** Exercise data **

-=-=-=-=-

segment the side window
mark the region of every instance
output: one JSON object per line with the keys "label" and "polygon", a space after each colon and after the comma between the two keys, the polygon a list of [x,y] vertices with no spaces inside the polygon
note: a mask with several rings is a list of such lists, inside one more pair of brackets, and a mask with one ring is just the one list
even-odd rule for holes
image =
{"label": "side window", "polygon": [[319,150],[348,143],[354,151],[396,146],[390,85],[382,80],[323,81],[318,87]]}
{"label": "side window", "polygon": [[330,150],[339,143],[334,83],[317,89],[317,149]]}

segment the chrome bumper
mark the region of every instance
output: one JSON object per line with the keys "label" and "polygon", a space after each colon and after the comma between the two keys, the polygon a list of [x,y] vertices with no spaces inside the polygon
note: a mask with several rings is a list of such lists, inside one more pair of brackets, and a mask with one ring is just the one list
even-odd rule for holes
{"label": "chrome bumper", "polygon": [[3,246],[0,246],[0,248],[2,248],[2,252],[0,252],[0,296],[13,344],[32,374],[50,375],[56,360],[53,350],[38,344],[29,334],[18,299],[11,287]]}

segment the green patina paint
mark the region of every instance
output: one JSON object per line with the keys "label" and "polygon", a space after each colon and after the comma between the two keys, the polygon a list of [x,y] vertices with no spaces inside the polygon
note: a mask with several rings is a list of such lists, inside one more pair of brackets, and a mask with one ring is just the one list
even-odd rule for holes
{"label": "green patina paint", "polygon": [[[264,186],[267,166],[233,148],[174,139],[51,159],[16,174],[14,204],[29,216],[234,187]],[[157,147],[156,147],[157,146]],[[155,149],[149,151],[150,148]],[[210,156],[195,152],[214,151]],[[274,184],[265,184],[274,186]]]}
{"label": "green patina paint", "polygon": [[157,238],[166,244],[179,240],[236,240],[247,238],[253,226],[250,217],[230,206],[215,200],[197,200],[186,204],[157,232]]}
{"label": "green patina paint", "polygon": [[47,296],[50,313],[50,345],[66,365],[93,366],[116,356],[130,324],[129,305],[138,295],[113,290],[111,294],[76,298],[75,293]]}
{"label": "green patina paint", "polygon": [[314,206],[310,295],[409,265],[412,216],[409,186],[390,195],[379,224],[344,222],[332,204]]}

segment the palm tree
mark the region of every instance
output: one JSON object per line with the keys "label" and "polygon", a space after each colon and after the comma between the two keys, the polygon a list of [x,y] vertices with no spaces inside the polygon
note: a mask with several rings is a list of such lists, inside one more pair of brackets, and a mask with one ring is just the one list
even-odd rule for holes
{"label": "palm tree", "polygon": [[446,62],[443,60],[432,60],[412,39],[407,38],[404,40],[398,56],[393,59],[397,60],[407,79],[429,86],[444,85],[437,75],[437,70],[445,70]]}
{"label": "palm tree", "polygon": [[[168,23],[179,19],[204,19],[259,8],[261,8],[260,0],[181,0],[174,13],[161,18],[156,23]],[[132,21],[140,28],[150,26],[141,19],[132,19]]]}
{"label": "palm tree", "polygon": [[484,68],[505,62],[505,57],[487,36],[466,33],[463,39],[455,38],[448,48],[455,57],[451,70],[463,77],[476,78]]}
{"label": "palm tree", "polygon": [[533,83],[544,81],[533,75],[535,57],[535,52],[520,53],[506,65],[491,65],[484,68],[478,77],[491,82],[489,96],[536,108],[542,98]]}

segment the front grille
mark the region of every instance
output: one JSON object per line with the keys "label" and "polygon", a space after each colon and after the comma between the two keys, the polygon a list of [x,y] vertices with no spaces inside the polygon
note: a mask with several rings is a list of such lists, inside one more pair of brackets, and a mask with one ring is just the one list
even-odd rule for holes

-=-=-=-=-

** What is asked **
Write out the lines of the records word for word, starting with the line that contains "segment the front grille" and continuing through the last line of the records.

** Solution to the problem **
segment the front grille
mark the region of every instance
output: one JSON object per line with the keys "label" and "polygon", a space after each colon and after the comma between the two keys, the polygon a list of [x,y] vertices with no spaces inside the polygon
note: a mask with several rings is a list of such lists, inside one more pair of brackets, and a mask with one ring is just the one list
even-odd rule for holes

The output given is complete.